--- EXTRACTED ENTRIES Enclosed Below ---

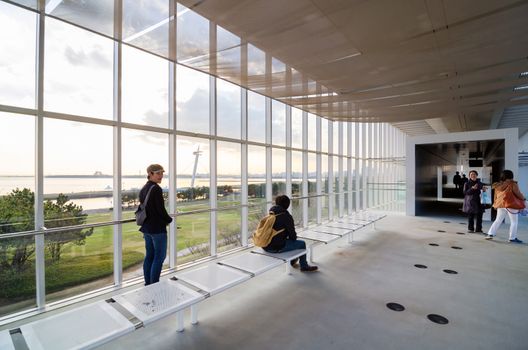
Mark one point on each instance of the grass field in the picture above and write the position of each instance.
(93, 260)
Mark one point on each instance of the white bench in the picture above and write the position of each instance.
(82, 328)
(155, 301)
(318, 237)
(6, 343)
(94, 324)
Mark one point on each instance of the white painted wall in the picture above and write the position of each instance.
(511, 147)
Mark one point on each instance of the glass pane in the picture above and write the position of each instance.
(228, 109)
(193, 237)
(278, 123)
(278, 171)
(336, 137)
(324, 135)
(296, 128)
(192, 38)
(228, 183)
(256, 117)
(312, 132)
(256, 68)
(228, 55)
(193, 156)
(256, 172)
(228, 236)
(97, 15)
(17, 62)
(146, 25)
(78, 173)
(140, 148)
(17, 269)
(192, 95)
(229, 173)
(78, 71)
(81, 260)
(145, 88)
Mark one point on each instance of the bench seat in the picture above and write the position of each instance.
(85, 327)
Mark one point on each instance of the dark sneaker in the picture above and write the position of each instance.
(309, 268)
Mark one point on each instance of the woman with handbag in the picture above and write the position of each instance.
(508, 201)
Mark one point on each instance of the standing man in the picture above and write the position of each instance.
(472, 206)
(154, 227)
(287, 239)
(456, 180)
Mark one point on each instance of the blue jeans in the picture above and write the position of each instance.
(156, 251)
(292, 245)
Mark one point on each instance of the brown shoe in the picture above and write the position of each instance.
(309, 268)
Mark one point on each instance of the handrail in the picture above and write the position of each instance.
(47, 231)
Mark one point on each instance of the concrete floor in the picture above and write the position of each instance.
(344, 305)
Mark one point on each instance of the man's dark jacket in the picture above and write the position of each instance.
(283, 220)
(157, 217)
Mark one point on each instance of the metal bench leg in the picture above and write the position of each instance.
(179, 321)
(194, 314)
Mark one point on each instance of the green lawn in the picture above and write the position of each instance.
(93, 260)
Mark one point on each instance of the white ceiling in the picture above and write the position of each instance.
(426, 66)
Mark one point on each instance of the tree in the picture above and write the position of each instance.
(17, 214)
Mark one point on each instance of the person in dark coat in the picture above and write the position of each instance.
(287, 239)
(154, 227)
(472, 205)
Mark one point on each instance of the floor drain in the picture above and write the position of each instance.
(396, 307)
(437, 319)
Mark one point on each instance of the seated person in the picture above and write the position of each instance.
(287, 239)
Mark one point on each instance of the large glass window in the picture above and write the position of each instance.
(78, 76)
(256, 117)
(297, 187)
(228, 184)
(256, 185)
(229, 108)
(278, 171)
(312, 132)
(192, 183)
(146, 25)
(324, 135)
(17, 184)
(17, 61)
(193, 38)
(77, 190)
(228, 54)
(192, 95)
(296, 128)
(145, 94)
(139, 148)
(278, 123)
(97, 15)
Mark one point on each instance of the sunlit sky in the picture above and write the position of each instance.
(78, 80)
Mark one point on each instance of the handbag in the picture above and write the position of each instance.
(485, 199)
(141, 212)
(511, 201)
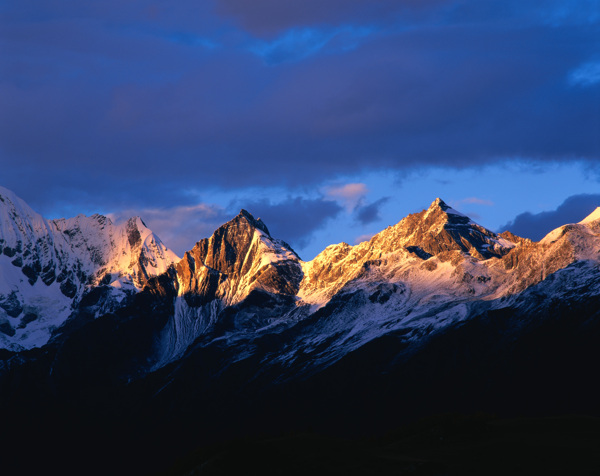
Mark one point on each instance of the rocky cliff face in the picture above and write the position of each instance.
(48, 266)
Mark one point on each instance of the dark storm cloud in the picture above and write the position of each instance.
(269, 16)
(295, 219)
(134, 103)
(536, 226)
(366, 214)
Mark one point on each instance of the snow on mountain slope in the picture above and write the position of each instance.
(47, 265)
(240, 258)
(431, 270)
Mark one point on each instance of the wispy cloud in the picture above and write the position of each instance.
(472, 201)
(298, 43)
(349, 194)
(587, 74)
(536, 225)
(370, 213)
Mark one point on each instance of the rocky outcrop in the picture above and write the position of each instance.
(48, 266)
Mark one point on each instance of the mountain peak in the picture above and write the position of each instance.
(438, 202)
(594, 216)
(255, 222)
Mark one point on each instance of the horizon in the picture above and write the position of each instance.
(543, 217)
(330, 122)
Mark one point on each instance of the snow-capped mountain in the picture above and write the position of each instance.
(46, 266)
(433, 314)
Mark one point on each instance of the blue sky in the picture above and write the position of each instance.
(329, 119)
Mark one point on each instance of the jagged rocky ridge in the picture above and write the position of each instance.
(434, 313)
(48, 268)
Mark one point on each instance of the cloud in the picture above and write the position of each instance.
(349, 194)
(587, 74)
(366, 214)
(536, 226)
(127, 102)
(294, 219)
(297, 44)
(268, 17)
(179, 228)
(473, 201)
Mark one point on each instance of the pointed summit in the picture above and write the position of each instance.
(441, 228)
(592, 217)
(255, 222)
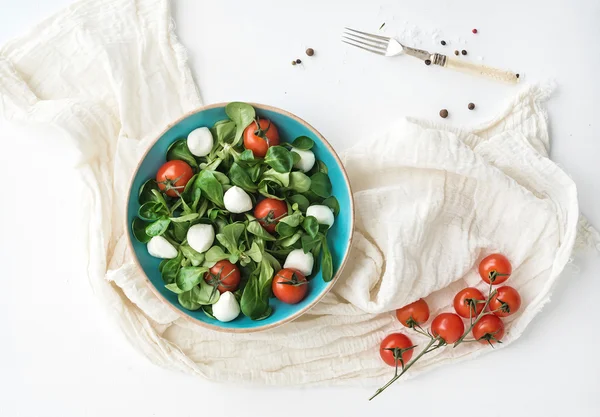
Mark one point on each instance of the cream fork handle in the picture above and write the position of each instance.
(483, 70)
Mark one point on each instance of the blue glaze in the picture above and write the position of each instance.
(338, 237)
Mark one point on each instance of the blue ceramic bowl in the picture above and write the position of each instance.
(339, 236)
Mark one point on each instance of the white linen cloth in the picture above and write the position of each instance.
(431, 202)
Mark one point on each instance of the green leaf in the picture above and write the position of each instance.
(299, 199)
(145, 194)
(292, 219)
(179, 150)
(290, 240)
(174, 288)
(211, 187)
(333, 204)
(320, 185)
(185, 218)
(138, 227)
(311, 225)
(186, 301)
(311, 243)
(191, 254)
(255, 253)
(224, 132)
(241, 178)
(205, 294)
(242, 114)
(214, 255)
(284, 230)
(303, 142)
(190, 276)
(230, 236)
(171, 268)
(256, 229)
(280, 159)
(158, 227)
(326, 262)
(282, 179)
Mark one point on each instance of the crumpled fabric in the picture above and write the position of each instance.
(431, 201)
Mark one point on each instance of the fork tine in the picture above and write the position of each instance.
(374, 42)
(371, 46)
(385, 38)
(362, 47)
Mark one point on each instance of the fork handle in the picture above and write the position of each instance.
(478, 69)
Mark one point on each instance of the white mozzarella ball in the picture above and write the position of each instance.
(300, 261)
(323, 214)
(201, 237)
(200, 141)
(237, 200)
(307, 160)
(227, 308)
(159, 247)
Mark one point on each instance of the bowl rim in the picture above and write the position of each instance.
(297, 314)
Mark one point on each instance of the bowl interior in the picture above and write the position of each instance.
(338, 238)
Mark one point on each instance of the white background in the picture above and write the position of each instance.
(60, 356)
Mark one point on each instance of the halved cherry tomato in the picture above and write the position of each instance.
(390, 349)
(173, 176)
(489, 329)
(290, 286)
(448, 326)
(495, 268)
(269, 211)
(413, 313)
(507, 301)
(224, 275)
(465, 302)
(259, 140)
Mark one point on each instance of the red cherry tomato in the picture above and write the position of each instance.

--- End of Enclosed EXTRACTED ENTRIES ---

A word-for-word copy of the entries above is needed, with every picture dropped.

OUTPUT OF THE TASK.
Mark one point on each instance of the grass field in the picture above and write the position of each instance.
(93, 260)
Mark one point on each instance of the white bench in the picture above and write the position of each instance.
(82, 328)
(155, 301)
(318, 237)
(6, 343)
(94, 324)
Mark one point on each instance of the white painted wall in the picture above and write the position of each instance.
(511, 147)
Mark one point on each instance of the glass pane in the picture above and write the position of each instance.
(228, 109)
(193, 237)
(278, 123)
(278, 171)
(336, 137)
(324, 135)
(296, 128)
(192, 38)
(228, 183)
(256, 117)
(312, 132)
(256, 68)
(228, 55)
(193, 156)
(256, 172)
(228, 236)
(97, 15)
(17, 62)
(146, 25)
(78, 173)
(140, 148)
(17, 269)
(192, 95)
(229, 173)
(78, 71)
(81, 260)
(145, 88)
Mark one point on each instance of the bench seat in the picture above and write the position of each instance.
(85, 327)
Mark one point on each instance of the dark sneaker in the picture above and write the position of each instance.
(309, 268)
Mark one point on each instance of the woman with handbag in the picture above and write the position of each instance.
(508, 201)
Mark one point on each instance of the standing man in the picture above and write the position of each instance.
(472, 206)
(154, 227)
(287, 239)
(456, 180)
Mark one point on each instance of the blue jeans in the picture above and write the position of each instance.
(156, 251)
(292, 245)
Mark one point on each instance of the brown shoe in the picture above and write the position of each instance.
(309, 268)
Mark one point on each instance of the handrail in the picture above and write the position of each instance.
(47, 231)
Mark one point on each instance of the concrete floor in the picture above and write the position of each instance.
(344, 305)
Mark one point on each instance of the man's dark jacket in the picture above and write the position of each instance.
(283, 220)
(157, 217)
Mark one point on each instance of the metal bench leg in the picture above and write the position of each instance.
(179, 321)
(194, 314)
Mark one point on each instance of the green lawn in the picture above and write the position of each instance.
(93, 260)
Mark one point on each instance of the white ceiling in the picture above and write the position of each instance.
(426, 66)
Mark one point on each instance of the tree in the picture above and write the position of each instance.
(17, 214)
Mark one point on each instance of the person in dark coat in the picture above and write the position of each instance.
(287, 239)
(154, 227)
(472, 205)
Mark one point on each instance of the floor drain in the picture above and write the position of each instance.
(396, 307)
(437, 319)
Mark one point on each instance of the seated person in the picture above and write the position of each instance.
(287, 239)
Mark one point on each instance of the large glass window in the picture above and write the position of each instance.
(78, 76)
(256, 117)
(297, 187)
(228, 184)
(256, 185)
(229, 108)
(278, 171)
(312, 132)
(192, 183)
(146, 25)
(324, 135)
(17, 184)
(17, 61)
(193, 38)
(77, 190)
(228, 54)
(192, 95)
(296, 128)
(145, 94)
(139, 148)
(278, 123)
(97, 15)
Mark one point on each instance of the sunlit sky in the picture above and write the position of each instance.
(78, 80)
Mark one point on each instance of the handbag in the picture above and write the position of each instance.
(485, 199)
(141, 212)
(511, 201)
Mark one point on each instance of the rocky cliff face in the picture above and write the position of each instance.
(48, 266)
Mark one point on each instance of the dark storm cloud in the picture above and write the position of each instance.
(269, 16)
(295, 219)
(134, 103)
(536, 226)
(366, 214)
Mark one point on each instance of the snow on mountain slope in the picture above and write the position of each instance.
(47, 265)
(240, 258)
(431, 270)
Mark one point on each instance of the wispy cloud in the picture above and write the position of each instance.
(472, 201)
(298, 43)
(349, 194)
(587, 74)
(536, 225)
(370, 213)
Mark one point on each instance of the rocky outcrop in the picture above and write the position of each instance.
(48, 266)
Mark one point on each instance of the mountain peak in the picture above and write the position of each instance.
(438, 202)
(594, 216)
(255, 222)
Mark one point on each instance of the horizon in the picture above and write the position of each instance.
(543, 217)
(330, 122)
Mark one point on each instance of the snow-capped mountain in the picture above and write the position of each instance.
(46, 266)
(433, 314)
Mark one point on each instance of the blue sky in the picture above and write the position of each instance.
(329, 119)
Mark one point on each instance of the jagged rocky ridge in the picture above and write the position of each instance.
(434, 313)
(48, 268)
Mark one point on each instance of the cloud in the picture above and write the position of each instance.
(349, 194)
(587, 74)
(366, 214)
(536, 226)
(127, 102)
(294, 219)
(297, 44)
(268, 17)
(179, 228)
(473, 201)
Mark one point on each instance of the pointed summit in the picture above and write the position of each instance.
(441, 228)
(592, 217)
(255, 222)
Mark one point on each instance of the cream fork handle in the picture above and write the position of each instance.
(483, 70)
Mark one point on each instance of the blue glaze in the picture above and write the position of each instance.
(338, 237)
Mark one point on each instance of the blue ceramic bowl in the picture above and write the position of each instance.
(339, 236)
Mark one point on each instance of the white linen cloth in the picture above and write the position of each instance.
(431, 202)
Mark one point on each instance of the green leaf in the picture above and write the position of each instance.
(299, 199)
(145, 194)
(292, 219)
(179, 150)
(290, 240)
(174, 288)
(211, 187)
(333, 204)
(320, 185)
(185, 218)
(138, 227)
(311, 225)
(186, 301)
(311, 243)
(191, 254)
(255, 253)
(224, 132)
(241, 178)
(205, 294)
(242, 114)
(214, 255)
(284, 230)
(303, 142)
(190, 276)
(230, 236)
(171, 268)
(256, 229)
(280, 159)
(158, 227)
(326, 262)
(282, 179)
Mark one point on each instance of the crumpled fabric in the picture above and write the position of each instance.
(431, 201)
Mark one point on each instance of the fork tine in the picture above and write the position of each instance.
(374, 42)
(371, 46)
(385, 38)
(362, 47)
Mark one point on each instance of the fork handle in the picture above and write the position of each instance.
(478, 69)
Mark one point on each instance of the white mozzarella ball in the picture above and write the position of each instance.
(300, 261)
(323, 214)
(201, 237)
(200, 141)
(237, 200)
(307, 160)
(227, 308)
(159, 247)
Mark one point on each instance of the bowl rim in the picture above and write the position of each instance.
(297, 314)
Mark one point on each instance of the bowl interior in the picture above and write the position of each instance.
(338, 238)
Mark one point on each instance of the white background in the picture above and write the position of each instance.
(60, 356)
Mark one point on each instance of the halved cherry tomato in the picture above and write the position of each instance.
(390, 349)
(173, 176)
(489, 329)
(290, 286)
(448, 326)
(495, 268)
(269, 211)
(413, 313)
(507, 301)
(224, 275)
(465, 302)
(259, 140)
Mark one point on each instance of the red cherry tomato in the picture above and write the position of each instance.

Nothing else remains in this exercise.